Everything You Need to Know About Snake Morphs

Snakes that have a mutation, or morphs as they’re commonly referred, are more sought after than any singular snake breed.

What Is A Snake Morph?

To have a snake that has morphed means that some sort of genetic mutation has occurred that makes a snake look different than what is commonly expected. A morph is different than a Genetic Defect where it generally affects color rather than physical make-up (ex. two heads). 

Breeding snakes to be different than what is expected is all the rage because we are no longer satisfied with the regular Pythons, Cornsnakes, and other breeds typical among consumers that we see all the time.

The history and evolution of snake morph breeding is rich and interesting. Snake morphs are more than just a happy accident but have turned into a sport with beauty and individualism as the mark of success.

Genetic Defects vs. Morphs

The failed science experiment that created the Teenage Mutant Ninja Turtles took turtles and transformed them into human-like creatures that could fight crime.

I’m sorry to disappoint everyone, but this is not what we’re talking about. There are no human-sized snakes running around gobbling down pizza and wearing distinctly colored bandanas.

Sometimes people can confuse a genetic defect with a morph.

For example, a genetic defect in a snake could be two heads! This is, however, rare. When talking about Morphs, people are most likely to be referring to color morphing.

An Albino Ball Python, for instance, would be a bigger ticket item for collectors or breeders compared to a wild-type commonly found Ball Python.

The purpose behind creating a snake morph would be to create an interesting pattern or color combination that you won’t see at every pet store you visit. The difference between a genetic defect and a morph to us is simply that one creates confusion and interest from its foreign nature, and the other causes us to marvel in beauty and uniqueness.

The Genetic Reasons For Morphism

Bear with me during this section. I am not an award-winning scientist in genetics, and I don’t expect you to be one either. Ignoring the fact that I’m not qualified to teach a lecture on this subject, I’ve taken the time to research the subject thoroughly. I thought I’d take the time to give a brief summation of why genetic mutations happen to produce snake morphs.

- **PROBLEMS TO SOLVE**:
A) What section headings appear below the title of the snake morph article?
B) Could you repeat the part of the snake morph article that opens with the words "Breeding snakes to" and closes with "with a morph."?

- **DATA FOR REVIEW**:

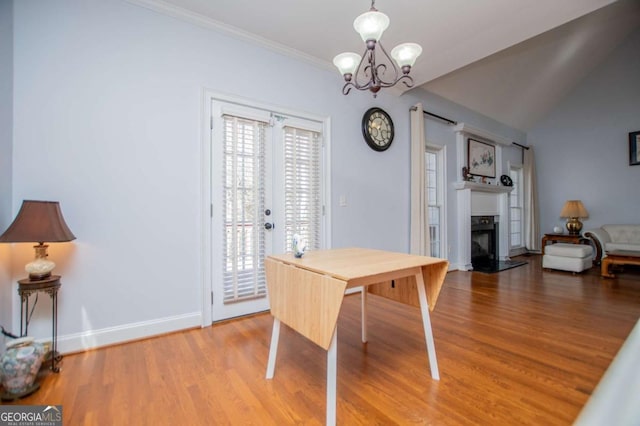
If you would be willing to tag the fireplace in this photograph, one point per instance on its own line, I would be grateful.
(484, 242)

--

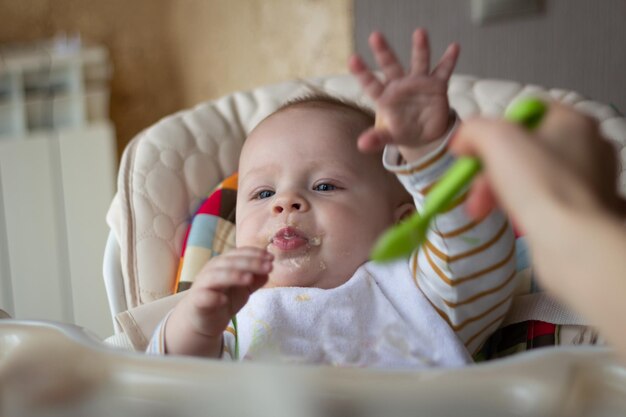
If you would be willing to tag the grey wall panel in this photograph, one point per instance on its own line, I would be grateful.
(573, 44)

- **EXERCISE RESPONSES**:
A)
What Is A Snake Morph?
Genetic Defects vs. Morphs
The Genetic Reasons For Morphism

B)
Breeding snakes to be different than what is expected is all the rage because we are no longer satisfied with the regular Pythons, Cornsnakes, and other breeds typical among consumers that we see all the time.

The history and evolution of snake morph breeding is rich and interesting. Snake morphs are more than just a happy accident but have turned into a sport with beauty and individualism as the mark of success.

Genetic Defects vs. Morphs

The failed science experiment that created the Teenage Mutant Ninja Turtles took turtles and transformed them into human-like creatures that could fight crime.

I’m sorry to disappoint everyone, but this is not what we’re talking about. There are no human-sized snakes running around gobbling down pizza and wearing distinctly colored bandanas.

Sometimes people can confuse a genetic defect with a morph.